• _Problem statement_
Pick out every line in the entries below that contains the word "logo" and copy each of those lines. Letter case counts when matching.
___
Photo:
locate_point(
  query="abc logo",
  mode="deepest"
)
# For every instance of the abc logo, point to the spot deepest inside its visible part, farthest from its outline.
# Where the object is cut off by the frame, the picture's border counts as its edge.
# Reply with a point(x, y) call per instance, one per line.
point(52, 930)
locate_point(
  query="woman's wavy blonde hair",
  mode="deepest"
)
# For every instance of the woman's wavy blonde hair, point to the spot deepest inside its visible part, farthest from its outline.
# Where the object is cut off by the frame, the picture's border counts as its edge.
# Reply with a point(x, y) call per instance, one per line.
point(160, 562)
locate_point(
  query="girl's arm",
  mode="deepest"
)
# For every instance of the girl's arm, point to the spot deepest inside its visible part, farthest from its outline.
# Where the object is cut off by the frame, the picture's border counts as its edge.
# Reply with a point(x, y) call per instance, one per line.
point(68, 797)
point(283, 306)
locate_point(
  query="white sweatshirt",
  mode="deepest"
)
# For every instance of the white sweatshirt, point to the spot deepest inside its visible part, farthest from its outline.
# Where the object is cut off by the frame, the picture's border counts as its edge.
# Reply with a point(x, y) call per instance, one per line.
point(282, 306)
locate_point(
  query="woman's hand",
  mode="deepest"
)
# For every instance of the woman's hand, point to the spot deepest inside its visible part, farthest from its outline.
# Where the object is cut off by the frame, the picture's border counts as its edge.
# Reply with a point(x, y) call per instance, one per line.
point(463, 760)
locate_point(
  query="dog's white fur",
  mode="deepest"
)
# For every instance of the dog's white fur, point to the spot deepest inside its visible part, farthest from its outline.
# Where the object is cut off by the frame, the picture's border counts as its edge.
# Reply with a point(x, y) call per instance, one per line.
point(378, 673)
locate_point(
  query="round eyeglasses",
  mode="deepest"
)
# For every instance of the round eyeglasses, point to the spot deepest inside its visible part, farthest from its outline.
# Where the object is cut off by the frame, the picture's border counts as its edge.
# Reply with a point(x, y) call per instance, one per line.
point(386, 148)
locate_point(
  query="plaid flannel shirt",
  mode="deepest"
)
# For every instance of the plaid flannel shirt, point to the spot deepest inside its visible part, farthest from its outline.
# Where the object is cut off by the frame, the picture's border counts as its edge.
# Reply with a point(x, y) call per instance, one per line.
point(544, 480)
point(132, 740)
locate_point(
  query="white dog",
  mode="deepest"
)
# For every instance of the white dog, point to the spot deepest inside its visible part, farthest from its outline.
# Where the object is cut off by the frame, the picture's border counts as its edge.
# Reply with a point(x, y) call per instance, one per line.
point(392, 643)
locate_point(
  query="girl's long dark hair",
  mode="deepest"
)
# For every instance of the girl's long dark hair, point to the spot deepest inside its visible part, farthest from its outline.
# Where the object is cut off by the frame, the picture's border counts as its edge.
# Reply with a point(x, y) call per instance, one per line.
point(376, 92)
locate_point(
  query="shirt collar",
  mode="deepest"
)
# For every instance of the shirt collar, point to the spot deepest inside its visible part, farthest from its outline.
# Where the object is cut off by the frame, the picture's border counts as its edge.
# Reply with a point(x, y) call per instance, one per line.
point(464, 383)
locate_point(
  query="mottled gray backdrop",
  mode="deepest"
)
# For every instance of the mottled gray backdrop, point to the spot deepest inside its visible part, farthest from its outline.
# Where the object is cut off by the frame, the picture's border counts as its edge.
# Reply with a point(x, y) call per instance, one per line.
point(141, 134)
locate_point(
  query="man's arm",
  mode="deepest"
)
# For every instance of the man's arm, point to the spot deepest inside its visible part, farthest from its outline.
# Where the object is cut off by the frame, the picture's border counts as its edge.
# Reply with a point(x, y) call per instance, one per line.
___
• _Answer below_
  query="abc logo",
# For every instance of the abc logo, point to the spot deepest inside its visible part, farthest from its outline.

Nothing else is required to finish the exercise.